### TASK TO COMPLETE
Please copy out the entries below exactly, beginning with the line that contains "Query: chain-link fence" and ending with the line that contains "the form [368,52].", and include nothing outside that span.

======== DATA FOR ANALYSIS

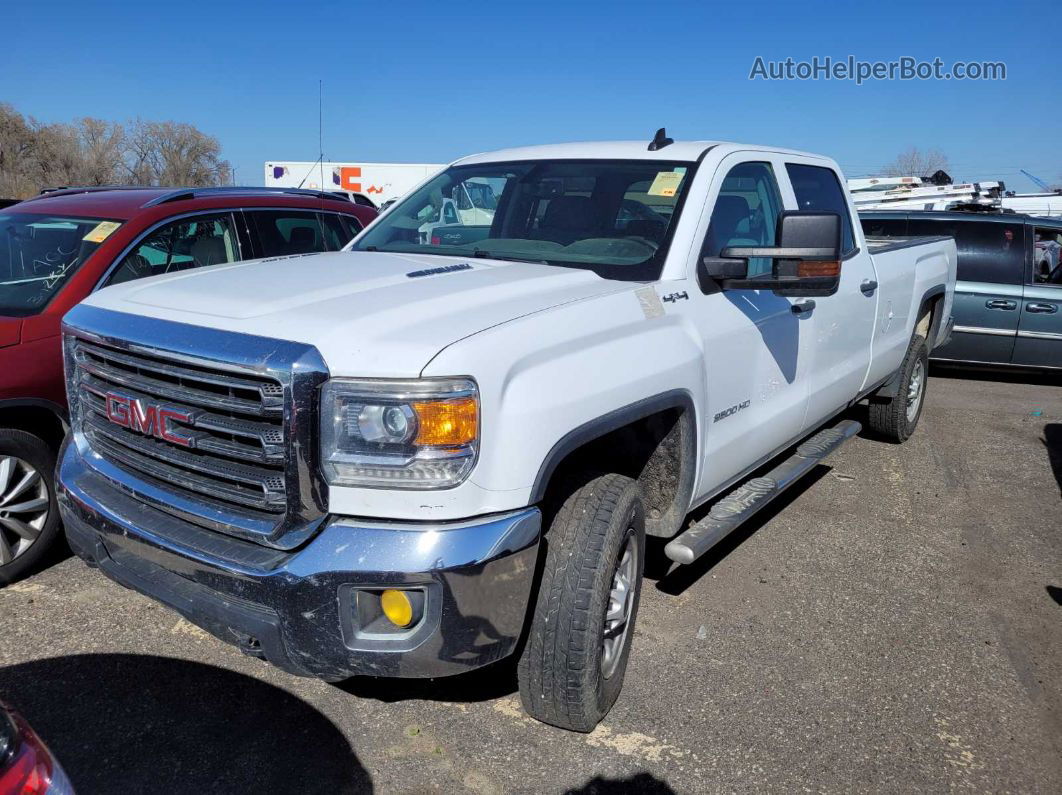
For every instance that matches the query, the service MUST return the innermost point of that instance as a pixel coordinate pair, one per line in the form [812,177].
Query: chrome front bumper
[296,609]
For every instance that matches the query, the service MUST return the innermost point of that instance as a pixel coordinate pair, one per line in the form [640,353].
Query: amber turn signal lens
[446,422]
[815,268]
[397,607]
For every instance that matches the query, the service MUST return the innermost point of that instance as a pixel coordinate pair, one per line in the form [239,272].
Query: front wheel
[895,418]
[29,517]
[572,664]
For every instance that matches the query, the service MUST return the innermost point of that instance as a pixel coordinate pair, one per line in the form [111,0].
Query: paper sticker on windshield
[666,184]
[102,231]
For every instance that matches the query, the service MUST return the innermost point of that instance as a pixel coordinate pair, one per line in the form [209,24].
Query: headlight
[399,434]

================
======== DATA FOR ANALYSIS

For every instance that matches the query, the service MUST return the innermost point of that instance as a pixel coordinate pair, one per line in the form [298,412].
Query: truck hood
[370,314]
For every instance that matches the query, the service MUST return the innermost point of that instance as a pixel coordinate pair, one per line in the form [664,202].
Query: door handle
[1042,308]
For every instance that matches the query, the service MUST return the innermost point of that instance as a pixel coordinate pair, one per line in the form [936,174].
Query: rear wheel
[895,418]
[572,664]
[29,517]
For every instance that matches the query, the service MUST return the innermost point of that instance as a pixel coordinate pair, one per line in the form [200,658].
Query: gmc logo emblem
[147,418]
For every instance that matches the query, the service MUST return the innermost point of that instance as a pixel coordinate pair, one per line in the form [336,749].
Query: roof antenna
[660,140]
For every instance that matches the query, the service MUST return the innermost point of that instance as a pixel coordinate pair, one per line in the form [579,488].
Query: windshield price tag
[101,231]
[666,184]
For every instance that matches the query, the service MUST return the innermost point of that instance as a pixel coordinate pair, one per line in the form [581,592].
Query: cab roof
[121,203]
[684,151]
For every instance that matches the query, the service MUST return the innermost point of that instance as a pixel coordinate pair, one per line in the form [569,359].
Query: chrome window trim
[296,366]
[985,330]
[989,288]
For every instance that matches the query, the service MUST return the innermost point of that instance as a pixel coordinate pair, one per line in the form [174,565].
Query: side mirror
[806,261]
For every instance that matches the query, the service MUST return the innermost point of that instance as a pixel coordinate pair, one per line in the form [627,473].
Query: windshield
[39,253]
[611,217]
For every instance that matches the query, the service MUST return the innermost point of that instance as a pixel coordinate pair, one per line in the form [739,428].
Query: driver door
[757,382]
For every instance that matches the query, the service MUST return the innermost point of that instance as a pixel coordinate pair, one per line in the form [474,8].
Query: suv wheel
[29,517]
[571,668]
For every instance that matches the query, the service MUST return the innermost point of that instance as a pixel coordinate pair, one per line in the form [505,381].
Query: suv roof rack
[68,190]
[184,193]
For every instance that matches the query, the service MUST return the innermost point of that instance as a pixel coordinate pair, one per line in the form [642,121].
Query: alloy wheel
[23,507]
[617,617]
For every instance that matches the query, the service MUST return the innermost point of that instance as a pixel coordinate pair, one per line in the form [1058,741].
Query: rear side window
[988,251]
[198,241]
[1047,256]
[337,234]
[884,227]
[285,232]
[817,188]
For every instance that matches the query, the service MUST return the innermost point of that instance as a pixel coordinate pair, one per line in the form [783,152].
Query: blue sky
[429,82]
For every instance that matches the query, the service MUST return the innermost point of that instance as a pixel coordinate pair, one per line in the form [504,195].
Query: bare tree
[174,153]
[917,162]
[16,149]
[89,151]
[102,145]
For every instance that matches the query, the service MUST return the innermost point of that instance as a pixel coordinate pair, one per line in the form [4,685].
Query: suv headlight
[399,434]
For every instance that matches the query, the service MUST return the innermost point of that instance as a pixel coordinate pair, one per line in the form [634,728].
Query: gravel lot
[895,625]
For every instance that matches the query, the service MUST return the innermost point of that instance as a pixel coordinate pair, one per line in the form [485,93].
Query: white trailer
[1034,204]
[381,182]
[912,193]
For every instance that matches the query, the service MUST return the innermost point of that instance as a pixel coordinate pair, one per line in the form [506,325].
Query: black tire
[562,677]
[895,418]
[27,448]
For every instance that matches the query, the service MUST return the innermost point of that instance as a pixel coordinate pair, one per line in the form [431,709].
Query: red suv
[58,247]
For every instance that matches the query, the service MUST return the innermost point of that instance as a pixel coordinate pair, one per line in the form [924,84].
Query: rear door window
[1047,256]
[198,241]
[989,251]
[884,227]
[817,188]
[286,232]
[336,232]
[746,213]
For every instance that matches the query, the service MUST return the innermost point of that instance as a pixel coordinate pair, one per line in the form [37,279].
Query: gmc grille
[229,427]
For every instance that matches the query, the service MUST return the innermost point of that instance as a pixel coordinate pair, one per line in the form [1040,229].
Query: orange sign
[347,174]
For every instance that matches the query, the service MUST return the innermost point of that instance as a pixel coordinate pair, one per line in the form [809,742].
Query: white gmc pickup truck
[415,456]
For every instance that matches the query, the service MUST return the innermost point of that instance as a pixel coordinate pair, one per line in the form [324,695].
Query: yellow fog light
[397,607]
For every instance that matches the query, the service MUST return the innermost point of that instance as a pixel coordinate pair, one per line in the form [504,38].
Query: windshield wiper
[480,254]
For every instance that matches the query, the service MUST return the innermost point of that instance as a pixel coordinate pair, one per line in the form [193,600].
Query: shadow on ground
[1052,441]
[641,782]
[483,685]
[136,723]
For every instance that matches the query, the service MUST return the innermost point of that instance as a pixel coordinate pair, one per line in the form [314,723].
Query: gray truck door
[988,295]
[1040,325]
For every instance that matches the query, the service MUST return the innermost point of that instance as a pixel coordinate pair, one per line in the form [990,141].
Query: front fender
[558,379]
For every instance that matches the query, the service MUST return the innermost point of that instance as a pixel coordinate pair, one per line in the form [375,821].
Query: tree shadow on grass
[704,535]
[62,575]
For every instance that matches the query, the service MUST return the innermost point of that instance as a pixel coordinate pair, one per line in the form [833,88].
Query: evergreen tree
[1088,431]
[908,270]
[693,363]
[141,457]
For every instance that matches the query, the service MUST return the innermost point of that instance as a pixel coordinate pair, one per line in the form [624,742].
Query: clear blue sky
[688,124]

================
======== DATA FOR ANALYSIS

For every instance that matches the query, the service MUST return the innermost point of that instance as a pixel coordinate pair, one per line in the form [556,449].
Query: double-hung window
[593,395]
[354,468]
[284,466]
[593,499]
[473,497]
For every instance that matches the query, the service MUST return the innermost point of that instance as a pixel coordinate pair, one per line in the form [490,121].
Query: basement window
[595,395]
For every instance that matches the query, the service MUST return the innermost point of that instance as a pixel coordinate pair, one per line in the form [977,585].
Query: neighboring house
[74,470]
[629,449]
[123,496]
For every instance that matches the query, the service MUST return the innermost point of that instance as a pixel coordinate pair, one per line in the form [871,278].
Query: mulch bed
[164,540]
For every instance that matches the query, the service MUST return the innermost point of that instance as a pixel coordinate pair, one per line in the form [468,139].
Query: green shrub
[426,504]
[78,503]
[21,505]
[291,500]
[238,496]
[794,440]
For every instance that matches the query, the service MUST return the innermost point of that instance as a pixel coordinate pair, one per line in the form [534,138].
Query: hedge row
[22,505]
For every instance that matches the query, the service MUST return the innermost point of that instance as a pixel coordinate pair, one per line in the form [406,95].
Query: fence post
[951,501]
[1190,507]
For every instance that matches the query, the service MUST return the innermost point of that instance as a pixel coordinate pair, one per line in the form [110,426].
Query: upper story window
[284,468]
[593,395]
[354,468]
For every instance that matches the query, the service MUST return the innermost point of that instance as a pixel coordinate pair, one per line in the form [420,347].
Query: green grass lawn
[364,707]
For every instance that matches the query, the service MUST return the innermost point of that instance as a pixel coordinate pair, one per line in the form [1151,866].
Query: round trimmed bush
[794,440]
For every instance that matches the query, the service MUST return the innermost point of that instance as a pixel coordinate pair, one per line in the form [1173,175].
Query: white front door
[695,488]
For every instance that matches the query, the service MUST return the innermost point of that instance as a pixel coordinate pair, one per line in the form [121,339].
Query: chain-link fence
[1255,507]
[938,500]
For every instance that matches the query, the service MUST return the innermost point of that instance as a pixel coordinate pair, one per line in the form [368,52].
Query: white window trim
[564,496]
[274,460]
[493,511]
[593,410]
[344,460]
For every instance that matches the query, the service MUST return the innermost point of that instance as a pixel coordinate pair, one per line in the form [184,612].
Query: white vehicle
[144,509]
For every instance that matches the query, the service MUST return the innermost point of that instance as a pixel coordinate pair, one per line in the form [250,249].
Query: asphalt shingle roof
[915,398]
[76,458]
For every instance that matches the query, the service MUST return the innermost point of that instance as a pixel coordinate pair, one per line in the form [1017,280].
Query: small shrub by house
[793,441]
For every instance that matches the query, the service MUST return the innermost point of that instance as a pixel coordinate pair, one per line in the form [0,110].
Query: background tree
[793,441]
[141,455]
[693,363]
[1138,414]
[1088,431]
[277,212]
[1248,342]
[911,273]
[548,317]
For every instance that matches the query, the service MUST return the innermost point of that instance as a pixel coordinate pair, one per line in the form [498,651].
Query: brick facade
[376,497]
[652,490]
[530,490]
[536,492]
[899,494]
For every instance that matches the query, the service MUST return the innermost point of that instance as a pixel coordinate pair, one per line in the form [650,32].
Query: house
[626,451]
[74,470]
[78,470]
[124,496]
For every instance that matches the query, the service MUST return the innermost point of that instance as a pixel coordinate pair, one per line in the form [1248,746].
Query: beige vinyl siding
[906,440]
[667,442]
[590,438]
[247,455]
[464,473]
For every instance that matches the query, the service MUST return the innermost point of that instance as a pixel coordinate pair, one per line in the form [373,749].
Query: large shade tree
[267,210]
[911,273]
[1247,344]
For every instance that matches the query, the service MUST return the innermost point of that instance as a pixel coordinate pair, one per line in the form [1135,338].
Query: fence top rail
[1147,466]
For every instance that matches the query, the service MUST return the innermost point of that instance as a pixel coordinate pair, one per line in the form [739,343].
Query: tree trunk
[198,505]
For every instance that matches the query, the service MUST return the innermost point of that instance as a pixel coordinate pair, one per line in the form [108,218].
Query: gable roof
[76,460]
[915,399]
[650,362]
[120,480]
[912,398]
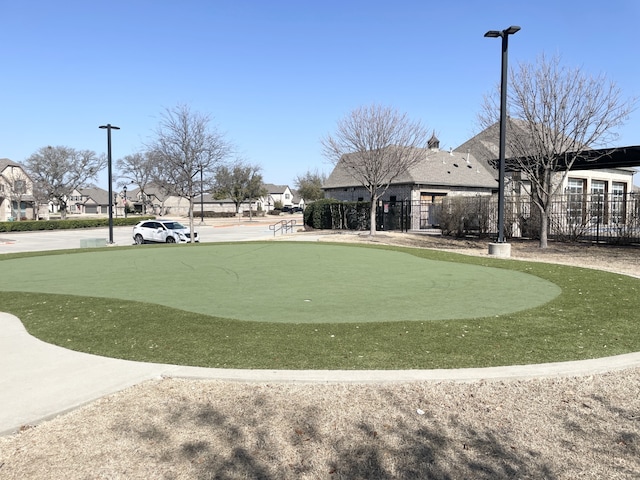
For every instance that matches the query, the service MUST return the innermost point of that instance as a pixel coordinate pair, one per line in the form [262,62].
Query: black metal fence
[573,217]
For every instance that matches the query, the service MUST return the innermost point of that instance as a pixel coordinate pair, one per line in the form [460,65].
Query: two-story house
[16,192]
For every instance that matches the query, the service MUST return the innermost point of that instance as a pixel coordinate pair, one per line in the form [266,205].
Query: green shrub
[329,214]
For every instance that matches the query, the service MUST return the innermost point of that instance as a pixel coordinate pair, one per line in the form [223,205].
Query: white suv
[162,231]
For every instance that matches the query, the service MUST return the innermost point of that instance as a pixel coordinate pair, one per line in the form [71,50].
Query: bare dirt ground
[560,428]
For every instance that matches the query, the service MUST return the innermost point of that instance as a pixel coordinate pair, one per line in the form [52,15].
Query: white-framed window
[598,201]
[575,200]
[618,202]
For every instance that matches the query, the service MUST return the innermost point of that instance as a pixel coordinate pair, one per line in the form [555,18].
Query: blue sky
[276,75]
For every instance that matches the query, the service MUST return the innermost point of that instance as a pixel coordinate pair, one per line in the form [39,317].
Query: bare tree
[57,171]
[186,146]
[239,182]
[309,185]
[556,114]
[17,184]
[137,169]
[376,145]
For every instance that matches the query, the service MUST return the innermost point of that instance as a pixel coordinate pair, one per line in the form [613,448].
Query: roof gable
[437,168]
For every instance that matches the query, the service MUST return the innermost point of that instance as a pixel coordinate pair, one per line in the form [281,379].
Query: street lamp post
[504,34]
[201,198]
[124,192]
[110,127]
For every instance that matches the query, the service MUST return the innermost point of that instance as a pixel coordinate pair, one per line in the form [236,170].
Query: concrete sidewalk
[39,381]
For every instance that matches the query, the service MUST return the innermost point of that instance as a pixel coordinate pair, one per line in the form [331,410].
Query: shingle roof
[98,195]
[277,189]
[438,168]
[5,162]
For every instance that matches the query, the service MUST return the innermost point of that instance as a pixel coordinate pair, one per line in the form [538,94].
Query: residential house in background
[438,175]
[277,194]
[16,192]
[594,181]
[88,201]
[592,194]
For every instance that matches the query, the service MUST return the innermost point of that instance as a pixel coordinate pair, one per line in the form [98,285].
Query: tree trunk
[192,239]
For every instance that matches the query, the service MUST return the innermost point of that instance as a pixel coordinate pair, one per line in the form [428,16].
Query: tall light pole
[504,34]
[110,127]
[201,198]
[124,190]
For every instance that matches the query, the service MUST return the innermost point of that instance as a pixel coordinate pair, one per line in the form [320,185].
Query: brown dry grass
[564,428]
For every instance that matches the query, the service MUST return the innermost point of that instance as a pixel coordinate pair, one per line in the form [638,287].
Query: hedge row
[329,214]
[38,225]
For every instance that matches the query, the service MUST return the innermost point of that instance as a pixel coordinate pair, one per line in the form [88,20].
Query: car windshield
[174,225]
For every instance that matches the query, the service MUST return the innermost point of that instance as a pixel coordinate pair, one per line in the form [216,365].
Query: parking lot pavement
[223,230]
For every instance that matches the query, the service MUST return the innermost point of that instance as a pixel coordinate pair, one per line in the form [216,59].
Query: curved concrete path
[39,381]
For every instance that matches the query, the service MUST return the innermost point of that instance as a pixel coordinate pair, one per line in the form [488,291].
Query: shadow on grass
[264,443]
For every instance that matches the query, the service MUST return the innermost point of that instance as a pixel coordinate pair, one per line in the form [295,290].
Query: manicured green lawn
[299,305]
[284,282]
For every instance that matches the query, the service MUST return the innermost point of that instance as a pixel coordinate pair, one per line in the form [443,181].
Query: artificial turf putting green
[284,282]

================

### SOLUTION
Query: chain-link fence
[1255,507]
[938,500]
For every instance that matches the query, the service MUST return the innermost point of that instance as a pixel coordinate pair, one per line in the form [368,52].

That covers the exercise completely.